Je pense avoir donné les grandes lignes de l'organisation du studio et de son ambiance telle que je l'ai perçue. Il manque quelques informations qui auraient été intéressantes à partager mais je ne tiens pas à trop faire le malin avec mon NDA (Non Disclosure Agreement), n'hésitez pas pour autant à poser des questions ou laisser vos commentaires, je ferai de mon mieux pour y répondre. Le prochain article parlera plus en détail du travail que j'ai effectué sur Fable: The Journey et un peu de technique (mais pas trop, on est pas sur developpez.com non plus).

Réponses aux questions

Merci pour vos commentaires sur le précédent article. Je me permets de répondre ici aux questions que j'y ai trouvées pour que tout le monde en profite.

Quelles études as-tu faites? (Tipyx)

[Données d'annotation de coordonnées]
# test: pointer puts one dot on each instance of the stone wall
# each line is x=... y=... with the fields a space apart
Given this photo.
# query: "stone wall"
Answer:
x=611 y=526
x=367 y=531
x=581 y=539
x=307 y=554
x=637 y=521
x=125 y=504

§ Actions demandées:
#1 D'après l'extrait sur le studio, sur quel jeu porte le travail dont le prochain article doit parler plus en détail ?
#2 Rédigez la suite de l'extrait sur le studio, s'il vous plaît, en commençant après la question de Tipyx.

§ Résultats dans l'ordre:
#1 Fable: The Journey.

#2
J'ai passé un Baccalauréat S puis je suis allé en CPGE au Lycée Fénelon. Au bout de deux ans, j'ai passé les concours d'écoles d'ingénieurs et je suis rentré à l'École Centrale de Nantes (trois ans de formation) dont je suis tout juste diplômé. L'ensemble n'est pas très pratique pour se vendre à l'étranger où les formations de qualité se font toujours en université (du coup, ça leur semble pas terrible alors qu'ici c'est plutôt prestigieux).

Pour les stages au niveau du métier, sont-ils indépendants du cursus que tu suis ? (plink)

Pas vraiment. D'une part les entreprises n'auraient aucune envie de prendre en stage un individu qui n'a pas de qualifications pour les aider dans leur travail. D'autre part, s'il s'agit d'un stage obligatoire, je doute que beaucoup d'écoles/universités laissent leurs élèves partir faire n'importe quoi. A Centrale Nantes, j'ai toujours eu à relier mes stages au métier d'ingénieur.

Quelles sont tes qualifications (en gros, quel(s) langage(s) maîtrises-tu ou faut-il maîtriser ?) (Tipyx)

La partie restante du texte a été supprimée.